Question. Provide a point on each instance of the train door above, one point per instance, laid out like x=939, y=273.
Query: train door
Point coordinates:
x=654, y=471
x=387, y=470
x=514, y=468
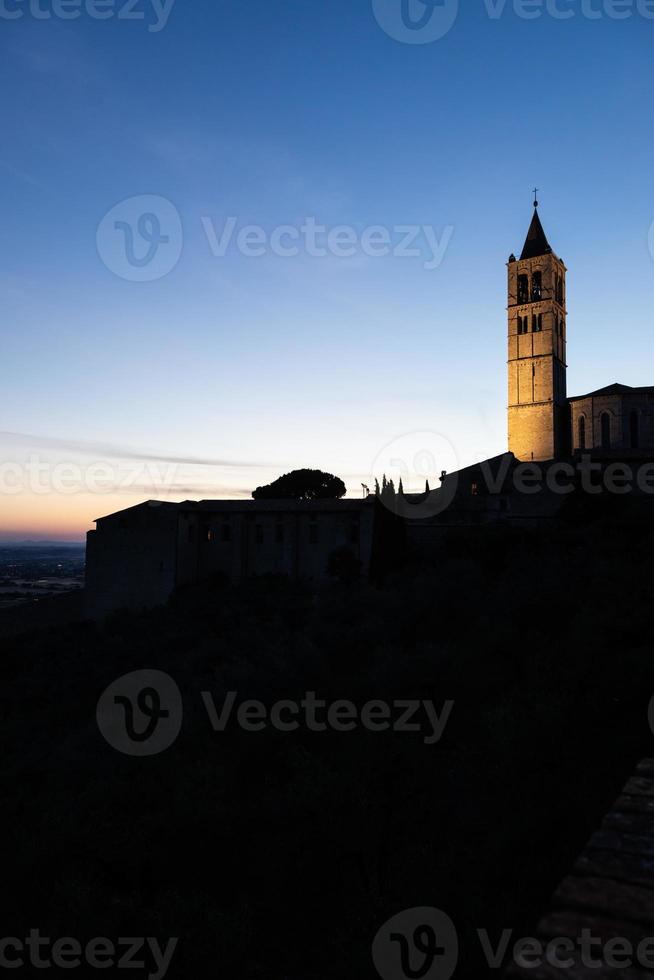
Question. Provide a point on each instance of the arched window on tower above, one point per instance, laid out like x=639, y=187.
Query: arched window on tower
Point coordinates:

────────────────────

▸ **Exercise description**: Please rewrite the stretch of the data from the line containing "Question. Provide a point on each instance of the arched" through the end as a JSON list of strings, one string per line, with blank lines left out.

▸ **Result for this exercise**:
[
  "Question. Provide a point on each instance of the arched window on tower above, one point per instance, laid out like x=639, y=187.",
  "Query: arched window on tower",
  "Point coordinates:"
]